ABOUT EDUCATION; NEW STUDY FINDS LACK OF CREATIVITY
THE curriculum is ”sterile.” Topics of great human interest ”on the way to the classroom are apparently transformed and homogenized into something of limited appeal.” Students ”scarcely ever speculate on meanings” or discuss ”alternative interpretations.” Teachers ”teach as they were taught” years ago in their own schooling. All the messages received by them ”conspire to reinforce the status quo. The cards are stacked against innovation.”
These are not observations on a single dismal school; they are conclusions gleaned from a summary report by the dean of the Graduate School of Education at the University of California at Los Angeles, in a seven-year study of American schooling. The study, considered one of the most extensive critiques of contemporary public education, dispatched teams of researchers into 1,016 classrooms in elementary, junior high and high schools. In addition, it collected curriculum information and samples of textbooks and other teaching materials from all 50 states and the districts in which the schools examined are located.
If the improvement of schools so much talked about and so widely desired simply continues on its present course, the Dean warns in his report, the schools will remain very much as they are.
He complains of a ”sameness” of instruction, with teachers doing virtually all the talking. He found that, on the average, only seven of 150 minutes of instruction in the course of a school day involved teachers’ responses to individual students. Feedback and guidance to help students understand and correct their mistakes were often ”almost nonexistent.”
Few activities, the Dean reports, called for, or even permitted, planning by students. The fact that social studies, which ought to spark a great deal of excitement, actually rated at or near the bottom of the list of interest, the Dean said, ”must give us pause. Why this sterility?”
One major reason, he believes, is that while a great deal is expected of the schools, from teaching the fundamentals to creating civilized adults, ”whether schools are satisfying places for the students who attend them is largely irrelevant or of only passing concern.” The message teachers get from outside the school is ”back-to-basics and more discipline,” a message that does little to stimulate imaginative planning by teachers and leaves even less room for change. Most teachers, in their training, read about some of the more interesting alternative ways of teaching, such as those advocated by John Dewey and by other reformers since his time; but the Dean found that in their classrooms teachers have little or no opportunity to test such ideas.
This means that for most students school is a place in which to listen, to respond occasionally when called on, to read short sections of texbooks and write short responses to questions on quizzes. Students rarely, the study found, read or wrote anything of some length. Most of the time, they listened or worked alone.

■ **Requirement 1**: Write out the passage of the article on American schooling between "One major reason, he" and "test such ideas.", inclusive, word for word.
■ **Requirement 2**: Pick up the article on American schooling after its final sentence and keep writing it.
The material after the article on American schooling isn't needed.

■ **Entries provided**:
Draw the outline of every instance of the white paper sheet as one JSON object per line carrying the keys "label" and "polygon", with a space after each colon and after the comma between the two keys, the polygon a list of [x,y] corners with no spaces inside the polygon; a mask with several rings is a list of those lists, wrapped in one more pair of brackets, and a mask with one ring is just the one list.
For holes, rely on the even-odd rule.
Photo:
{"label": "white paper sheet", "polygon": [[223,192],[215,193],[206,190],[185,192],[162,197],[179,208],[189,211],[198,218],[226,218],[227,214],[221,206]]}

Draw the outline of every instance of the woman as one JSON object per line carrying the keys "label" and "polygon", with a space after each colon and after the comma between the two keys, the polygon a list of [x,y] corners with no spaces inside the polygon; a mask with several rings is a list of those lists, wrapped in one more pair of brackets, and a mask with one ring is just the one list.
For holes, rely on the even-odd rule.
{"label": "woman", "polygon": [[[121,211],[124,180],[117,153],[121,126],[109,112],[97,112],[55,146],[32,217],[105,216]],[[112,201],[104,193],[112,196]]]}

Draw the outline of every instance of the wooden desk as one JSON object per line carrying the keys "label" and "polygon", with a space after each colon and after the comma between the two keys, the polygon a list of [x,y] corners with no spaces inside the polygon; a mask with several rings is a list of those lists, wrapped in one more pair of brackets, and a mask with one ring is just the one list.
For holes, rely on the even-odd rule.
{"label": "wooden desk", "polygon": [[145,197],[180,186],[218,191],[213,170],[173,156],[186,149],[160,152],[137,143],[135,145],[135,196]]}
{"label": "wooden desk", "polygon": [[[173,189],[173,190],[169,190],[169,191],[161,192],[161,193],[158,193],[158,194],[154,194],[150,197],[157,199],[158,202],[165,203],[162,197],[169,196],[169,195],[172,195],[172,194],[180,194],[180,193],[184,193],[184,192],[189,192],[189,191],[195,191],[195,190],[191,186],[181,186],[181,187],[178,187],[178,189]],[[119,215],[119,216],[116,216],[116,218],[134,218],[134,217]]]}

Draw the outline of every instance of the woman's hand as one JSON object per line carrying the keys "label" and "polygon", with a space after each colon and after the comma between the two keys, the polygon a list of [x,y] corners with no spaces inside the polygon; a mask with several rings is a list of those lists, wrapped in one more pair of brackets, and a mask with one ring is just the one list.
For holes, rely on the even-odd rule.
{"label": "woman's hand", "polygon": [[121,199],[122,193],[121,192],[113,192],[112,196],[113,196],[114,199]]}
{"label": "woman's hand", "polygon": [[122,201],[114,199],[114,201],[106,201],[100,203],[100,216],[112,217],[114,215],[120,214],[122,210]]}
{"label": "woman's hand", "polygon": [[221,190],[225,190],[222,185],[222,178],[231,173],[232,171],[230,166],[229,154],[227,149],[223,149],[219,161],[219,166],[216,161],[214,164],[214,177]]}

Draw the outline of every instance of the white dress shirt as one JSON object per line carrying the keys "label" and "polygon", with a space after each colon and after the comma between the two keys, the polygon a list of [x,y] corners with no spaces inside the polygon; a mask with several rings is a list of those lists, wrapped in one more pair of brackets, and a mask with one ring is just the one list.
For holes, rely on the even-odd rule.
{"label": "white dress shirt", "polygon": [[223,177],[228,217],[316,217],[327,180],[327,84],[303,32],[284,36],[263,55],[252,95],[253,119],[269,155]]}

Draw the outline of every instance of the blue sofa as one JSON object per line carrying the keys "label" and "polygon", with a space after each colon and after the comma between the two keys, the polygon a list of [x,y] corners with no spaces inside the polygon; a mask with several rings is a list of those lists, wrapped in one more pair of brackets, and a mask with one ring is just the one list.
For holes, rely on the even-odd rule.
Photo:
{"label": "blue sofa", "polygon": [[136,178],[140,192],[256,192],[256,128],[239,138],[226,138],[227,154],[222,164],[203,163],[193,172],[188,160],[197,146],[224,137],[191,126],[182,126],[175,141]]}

* * *

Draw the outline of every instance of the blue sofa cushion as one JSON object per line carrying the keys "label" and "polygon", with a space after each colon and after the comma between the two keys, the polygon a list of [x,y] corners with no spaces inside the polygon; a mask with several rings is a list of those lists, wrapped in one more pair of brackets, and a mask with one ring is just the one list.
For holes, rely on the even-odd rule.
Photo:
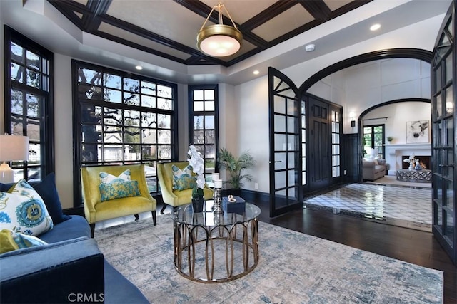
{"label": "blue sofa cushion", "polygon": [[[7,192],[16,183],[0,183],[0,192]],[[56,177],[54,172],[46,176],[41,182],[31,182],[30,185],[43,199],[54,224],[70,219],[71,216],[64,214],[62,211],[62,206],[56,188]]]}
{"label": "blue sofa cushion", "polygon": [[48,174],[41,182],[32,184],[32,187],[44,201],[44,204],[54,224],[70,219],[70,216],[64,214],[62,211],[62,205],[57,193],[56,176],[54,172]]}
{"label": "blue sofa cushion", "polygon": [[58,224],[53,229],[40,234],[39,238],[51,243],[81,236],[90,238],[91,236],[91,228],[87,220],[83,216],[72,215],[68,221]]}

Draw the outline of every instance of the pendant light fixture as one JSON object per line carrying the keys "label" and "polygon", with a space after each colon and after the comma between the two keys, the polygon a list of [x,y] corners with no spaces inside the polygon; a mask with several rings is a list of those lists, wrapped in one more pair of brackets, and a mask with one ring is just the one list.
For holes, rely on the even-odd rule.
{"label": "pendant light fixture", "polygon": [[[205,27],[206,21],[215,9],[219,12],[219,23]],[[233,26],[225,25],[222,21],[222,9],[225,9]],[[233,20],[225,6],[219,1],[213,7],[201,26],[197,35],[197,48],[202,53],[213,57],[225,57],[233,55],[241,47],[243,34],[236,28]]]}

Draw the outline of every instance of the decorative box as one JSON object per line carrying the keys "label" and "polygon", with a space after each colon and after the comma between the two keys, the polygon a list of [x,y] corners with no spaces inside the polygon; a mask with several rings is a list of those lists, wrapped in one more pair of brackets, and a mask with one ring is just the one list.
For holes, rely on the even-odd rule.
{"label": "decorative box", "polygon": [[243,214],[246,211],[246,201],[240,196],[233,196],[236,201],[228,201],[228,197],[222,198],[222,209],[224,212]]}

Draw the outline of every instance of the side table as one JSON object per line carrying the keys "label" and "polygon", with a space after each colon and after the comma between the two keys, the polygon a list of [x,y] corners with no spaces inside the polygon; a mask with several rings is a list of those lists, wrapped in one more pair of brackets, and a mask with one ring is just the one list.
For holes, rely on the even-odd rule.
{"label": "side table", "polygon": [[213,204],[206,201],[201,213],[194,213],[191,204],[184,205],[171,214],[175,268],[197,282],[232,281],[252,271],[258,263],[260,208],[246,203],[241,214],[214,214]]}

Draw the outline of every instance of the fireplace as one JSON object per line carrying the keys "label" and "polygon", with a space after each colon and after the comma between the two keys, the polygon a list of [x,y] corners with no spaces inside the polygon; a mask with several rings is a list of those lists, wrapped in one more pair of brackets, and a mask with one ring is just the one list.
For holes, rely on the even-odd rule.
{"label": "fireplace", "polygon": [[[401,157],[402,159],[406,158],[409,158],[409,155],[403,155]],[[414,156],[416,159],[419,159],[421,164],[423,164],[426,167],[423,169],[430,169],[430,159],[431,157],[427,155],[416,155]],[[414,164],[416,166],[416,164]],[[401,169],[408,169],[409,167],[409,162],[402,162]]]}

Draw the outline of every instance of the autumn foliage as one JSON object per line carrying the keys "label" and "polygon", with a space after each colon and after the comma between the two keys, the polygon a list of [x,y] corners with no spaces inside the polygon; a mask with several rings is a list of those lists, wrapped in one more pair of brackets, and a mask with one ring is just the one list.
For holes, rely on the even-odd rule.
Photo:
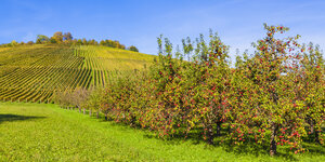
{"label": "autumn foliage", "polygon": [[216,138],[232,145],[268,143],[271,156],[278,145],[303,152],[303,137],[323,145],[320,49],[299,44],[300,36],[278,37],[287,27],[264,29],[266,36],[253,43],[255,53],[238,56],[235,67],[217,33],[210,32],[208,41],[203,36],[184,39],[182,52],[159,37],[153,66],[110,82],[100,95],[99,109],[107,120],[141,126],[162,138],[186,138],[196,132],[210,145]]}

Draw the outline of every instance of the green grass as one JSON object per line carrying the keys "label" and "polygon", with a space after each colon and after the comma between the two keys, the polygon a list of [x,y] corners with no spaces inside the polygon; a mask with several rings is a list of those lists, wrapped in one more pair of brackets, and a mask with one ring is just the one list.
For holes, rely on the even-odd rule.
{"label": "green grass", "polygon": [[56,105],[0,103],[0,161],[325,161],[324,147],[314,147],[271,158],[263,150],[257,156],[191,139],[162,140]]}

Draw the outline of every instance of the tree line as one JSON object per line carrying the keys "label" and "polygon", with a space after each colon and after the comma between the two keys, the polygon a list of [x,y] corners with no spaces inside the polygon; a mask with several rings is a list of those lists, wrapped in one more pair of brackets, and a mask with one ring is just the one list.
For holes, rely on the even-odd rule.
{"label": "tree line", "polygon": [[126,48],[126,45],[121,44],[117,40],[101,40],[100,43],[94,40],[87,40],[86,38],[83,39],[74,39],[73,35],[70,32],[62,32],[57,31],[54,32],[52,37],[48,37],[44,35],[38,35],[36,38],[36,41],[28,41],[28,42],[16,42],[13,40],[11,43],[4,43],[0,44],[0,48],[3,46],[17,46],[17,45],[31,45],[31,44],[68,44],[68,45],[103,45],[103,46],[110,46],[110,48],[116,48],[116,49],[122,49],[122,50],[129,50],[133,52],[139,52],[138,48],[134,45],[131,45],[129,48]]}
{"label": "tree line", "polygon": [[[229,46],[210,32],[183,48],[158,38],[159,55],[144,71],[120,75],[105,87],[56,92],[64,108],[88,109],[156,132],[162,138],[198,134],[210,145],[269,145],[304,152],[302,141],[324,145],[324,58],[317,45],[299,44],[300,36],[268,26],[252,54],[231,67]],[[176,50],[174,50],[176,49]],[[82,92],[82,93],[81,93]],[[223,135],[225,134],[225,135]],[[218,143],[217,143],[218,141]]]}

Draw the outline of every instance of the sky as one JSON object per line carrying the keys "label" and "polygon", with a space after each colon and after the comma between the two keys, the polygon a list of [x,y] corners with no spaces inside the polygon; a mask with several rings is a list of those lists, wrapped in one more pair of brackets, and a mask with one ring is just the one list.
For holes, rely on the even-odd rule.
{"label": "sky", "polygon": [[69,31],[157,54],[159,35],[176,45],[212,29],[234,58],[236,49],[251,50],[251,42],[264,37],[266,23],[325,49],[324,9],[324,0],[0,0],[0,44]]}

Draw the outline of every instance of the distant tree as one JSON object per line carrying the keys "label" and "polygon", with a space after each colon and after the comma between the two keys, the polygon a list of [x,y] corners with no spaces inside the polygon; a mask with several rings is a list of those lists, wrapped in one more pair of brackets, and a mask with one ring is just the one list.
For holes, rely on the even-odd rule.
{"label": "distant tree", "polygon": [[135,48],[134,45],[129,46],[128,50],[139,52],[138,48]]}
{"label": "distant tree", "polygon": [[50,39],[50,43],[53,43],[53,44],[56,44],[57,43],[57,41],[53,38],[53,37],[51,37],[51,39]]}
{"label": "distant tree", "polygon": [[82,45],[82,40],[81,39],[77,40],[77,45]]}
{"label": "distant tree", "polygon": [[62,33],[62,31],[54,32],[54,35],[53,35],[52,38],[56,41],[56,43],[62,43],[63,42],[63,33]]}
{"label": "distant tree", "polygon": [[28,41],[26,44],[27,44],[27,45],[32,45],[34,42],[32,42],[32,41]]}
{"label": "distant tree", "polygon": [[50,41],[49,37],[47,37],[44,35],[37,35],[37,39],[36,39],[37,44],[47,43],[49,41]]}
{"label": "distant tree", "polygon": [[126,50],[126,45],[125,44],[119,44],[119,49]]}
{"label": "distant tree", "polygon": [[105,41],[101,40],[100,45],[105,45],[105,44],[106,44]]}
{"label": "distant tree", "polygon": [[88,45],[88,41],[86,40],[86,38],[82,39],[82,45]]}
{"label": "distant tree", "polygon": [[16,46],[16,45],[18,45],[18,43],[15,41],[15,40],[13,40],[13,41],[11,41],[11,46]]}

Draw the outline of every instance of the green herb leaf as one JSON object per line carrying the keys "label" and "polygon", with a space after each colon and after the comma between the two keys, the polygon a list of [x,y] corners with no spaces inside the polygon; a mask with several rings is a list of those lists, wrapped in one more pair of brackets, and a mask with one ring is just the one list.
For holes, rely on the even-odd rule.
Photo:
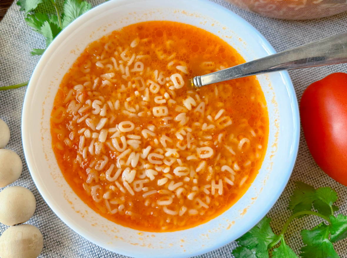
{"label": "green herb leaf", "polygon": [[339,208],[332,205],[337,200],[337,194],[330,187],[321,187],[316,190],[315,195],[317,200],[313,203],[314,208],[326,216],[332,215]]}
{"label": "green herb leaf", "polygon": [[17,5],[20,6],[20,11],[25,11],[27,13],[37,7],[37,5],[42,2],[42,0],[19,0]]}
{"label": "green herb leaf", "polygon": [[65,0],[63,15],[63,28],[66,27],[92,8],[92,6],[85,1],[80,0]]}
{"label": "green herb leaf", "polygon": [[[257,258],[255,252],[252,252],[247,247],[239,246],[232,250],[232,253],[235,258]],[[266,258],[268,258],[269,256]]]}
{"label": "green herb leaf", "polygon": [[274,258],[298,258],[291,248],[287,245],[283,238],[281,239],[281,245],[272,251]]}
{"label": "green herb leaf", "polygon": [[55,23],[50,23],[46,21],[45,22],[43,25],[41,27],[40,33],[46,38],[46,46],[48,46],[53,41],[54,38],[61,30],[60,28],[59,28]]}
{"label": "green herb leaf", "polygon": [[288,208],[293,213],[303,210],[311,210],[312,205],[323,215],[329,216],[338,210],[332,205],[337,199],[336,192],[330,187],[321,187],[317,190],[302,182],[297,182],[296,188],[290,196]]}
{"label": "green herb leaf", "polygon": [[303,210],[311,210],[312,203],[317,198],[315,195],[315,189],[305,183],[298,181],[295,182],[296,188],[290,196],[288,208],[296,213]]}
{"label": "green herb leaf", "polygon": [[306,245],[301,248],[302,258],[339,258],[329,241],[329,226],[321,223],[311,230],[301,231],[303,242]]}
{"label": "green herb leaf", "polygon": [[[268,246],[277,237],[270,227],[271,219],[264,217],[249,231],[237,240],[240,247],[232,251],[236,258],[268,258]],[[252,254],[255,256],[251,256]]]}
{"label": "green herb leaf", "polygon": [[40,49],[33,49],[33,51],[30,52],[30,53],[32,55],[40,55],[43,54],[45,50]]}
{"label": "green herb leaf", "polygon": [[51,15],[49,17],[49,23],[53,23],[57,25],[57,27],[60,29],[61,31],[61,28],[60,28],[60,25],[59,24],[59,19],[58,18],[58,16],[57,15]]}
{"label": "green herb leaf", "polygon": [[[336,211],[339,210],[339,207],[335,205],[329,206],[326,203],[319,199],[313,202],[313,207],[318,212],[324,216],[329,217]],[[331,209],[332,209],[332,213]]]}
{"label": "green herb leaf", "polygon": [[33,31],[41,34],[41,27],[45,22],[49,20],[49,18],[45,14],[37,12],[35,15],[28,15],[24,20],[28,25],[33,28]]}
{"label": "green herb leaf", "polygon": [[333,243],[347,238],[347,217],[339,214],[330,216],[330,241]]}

--

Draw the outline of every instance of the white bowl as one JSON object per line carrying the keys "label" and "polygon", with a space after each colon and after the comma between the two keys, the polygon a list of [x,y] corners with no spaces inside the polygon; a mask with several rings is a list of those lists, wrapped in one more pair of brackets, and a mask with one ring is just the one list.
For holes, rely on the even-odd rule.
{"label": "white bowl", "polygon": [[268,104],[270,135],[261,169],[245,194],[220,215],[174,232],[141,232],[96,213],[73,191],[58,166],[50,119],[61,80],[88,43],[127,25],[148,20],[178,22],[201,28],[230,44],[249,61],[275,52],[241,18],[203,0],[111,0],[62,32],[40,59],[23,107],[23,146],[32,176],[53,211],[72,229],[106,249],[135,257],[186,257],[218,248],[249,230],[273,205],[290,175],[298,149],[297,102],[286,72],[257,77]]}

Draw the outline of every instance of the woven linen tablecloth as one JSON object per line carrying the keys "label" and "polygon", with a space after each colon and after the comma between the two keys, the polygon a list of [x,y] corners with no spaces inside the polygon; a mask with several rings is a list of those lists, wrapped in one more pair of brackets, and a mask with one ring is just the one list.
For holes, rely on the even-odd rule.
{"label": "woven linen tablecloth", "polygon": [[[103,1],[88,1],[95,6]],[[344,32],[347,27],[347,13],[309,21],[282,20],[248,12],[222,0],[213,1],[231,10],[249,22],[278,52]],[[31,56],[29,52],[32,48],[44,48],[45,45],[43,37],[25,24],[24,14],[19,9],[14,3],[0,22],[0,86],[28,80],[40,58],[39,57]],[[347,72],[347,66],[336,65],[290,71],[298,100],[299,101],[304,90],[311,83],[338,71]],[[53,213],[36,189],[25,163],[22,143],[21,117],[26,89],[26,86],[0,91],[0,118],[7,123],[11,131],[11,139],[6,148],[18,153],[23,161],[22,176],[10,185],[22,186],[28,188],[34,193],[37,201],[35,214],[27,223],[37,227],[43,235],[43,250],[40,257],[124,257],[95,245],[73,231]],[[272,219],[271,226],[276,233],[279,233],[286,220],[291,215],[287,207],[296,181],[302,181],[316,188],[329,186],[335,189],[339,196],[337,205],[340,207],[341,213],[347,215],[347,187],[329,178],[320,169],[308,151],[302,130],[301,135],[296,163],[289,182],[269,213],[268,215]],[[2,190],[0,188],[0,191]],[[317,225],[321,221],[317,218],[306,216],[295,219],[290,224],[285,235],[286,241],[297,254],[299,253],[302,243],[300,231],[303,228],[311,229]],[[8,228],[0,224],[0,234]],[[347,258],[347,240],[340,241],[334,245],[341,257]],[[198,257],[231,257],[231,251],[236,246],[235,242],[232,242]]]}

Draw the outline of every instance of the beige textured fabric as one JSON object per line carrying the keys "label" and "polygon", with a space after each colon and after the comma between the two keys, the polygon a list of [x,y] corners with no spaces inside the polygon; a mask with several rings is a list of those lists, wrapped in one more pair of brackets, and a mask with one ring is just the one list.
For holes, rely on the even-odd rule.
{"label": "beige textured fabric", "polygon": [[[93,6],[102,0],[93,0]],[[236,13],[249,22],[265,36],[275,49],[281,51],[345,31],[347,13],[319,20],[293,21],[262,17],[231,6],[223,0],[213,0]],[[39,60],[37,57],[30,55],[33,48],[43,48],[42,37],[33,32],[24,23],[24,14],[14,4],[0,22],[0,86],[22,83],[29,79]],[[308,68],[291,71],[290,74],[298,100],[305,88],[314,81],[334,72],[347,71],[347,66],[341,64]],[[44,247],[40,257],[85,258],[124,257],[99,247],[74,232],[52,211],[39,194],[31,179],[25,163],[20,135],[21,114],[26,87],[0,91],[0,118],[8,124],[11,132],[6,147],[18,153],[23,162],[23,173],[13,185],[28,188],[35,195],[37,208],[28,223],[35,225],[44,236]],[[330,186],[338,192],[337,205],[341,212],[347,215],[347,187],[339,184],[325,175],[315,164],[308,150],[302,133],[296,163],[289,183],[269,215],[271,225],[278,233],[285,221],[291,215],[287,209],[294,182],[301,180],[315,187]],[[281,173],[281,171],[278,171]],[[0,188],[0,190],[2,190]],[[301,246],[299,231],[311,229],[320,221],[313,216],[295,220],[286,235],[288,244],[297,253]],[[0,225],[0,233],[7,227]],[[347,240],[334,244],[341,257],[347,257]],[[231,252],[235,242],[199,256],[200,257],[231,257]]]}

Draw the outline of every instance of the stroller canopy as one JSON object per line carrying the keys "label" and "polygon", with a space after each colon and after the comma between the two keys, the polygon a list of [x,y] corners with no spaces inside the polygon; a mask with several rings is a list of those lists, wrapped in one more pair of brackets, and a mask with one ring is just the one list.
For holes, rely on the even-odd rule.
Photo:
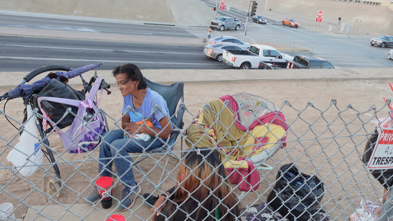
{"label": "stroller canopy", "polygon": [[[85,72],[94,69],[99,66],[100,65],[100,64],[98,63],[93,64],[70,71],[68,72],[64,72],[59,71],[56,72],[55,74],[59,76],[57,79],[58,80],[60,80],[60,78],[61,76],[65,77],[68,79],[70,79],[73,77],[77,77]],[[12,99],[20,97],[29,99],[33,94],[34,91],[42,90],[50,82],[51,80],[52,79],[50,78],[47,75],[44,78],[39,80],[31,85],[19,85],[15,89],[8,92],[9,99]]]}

■ **Final answer 1**:
One major reason, he believes, is that while a great deal is expected of the schools, from teaching the fundamentals to creating civilized adults, ”whether schools are satisfying places for the students who attend them is largely irrelevant or of only passing concern.” The message teachers get from outside the school is ”back-to-basics and more discipline,” a message that does little to stimulate imaginative planning by teachers and leaves even less room for change. Most teachers, in their training, read about some of the more interesting alternative ways of teaching, such as those advocated by John Dewey and by other reformers since his time; but the Dean found that in their classrooms teachers have little or no opportunity to test such ideas.

■ **Final answer 2**:
The same, he added, is also true of most teachers. Many of the 1,350 teachers in the study’s sample appeared not to be working together on problems of importance to their own schools. Nor did they meet with teachers from other schools, inside or outside their districts, to deal with matters of common interest. When efforts were made to help them improve their teaching, they usually attended short-term or even one-shot courses, initiated by the district or the county, often imposed by outside consultants.
”My mouth waters over the ways the money spent could be put to better use,” the Dean says. He considers it ironic that while every statement of goals for schooling, whether it comes from the state, from legislative committees, or from groups of educators or parents, tends to be broad and far-ranging, all the practice in school and classroom is geared to keeping things as they are. Teachers often ”run a serious risk of censure” if they try to break out of the mold.
”The policy makers are attuned to statistics, the business community, the state of higher education – to the larger political scene.”
Since teachers are sensitive to pressures imposed by state and district testing programs, ”they get the message. The other messages – that there are goals beyond those that the tests measure … and that education means the deliberate, long-term cultivation of knowing, traits of character, and human sensibilities – are faint to begin with, and they are drowned out by the more immediate and stronger message,” which is not to rock the boat.
Yet while the researchers found that changes mandated from the top down are generally ineffective, school management is rigged in a way that practically insures that changes always are imposed on teachers by higher outside authority. ”Presumably persons in Federal, state and local education offices are there to do something. Not having schools to run, their attention tends to turn to giving direction to those who do.”
Fortunately, he adds, Americans are slowly coming to realize that much that has guided their economic development, land use and management is anachronistic – and so is the management of the schools. ”Bits and pieces” of the kinds of theories and practices that might bring about the necessary changes to renew the public schools are ”knocking about” in the literature and in many educators’ minds, the Dean says.
from a New York Times article.
In 1983.
The Dean was John Goodlad. His obituary can be found here.
Plus ça change.
Why?
Oh: happy new year.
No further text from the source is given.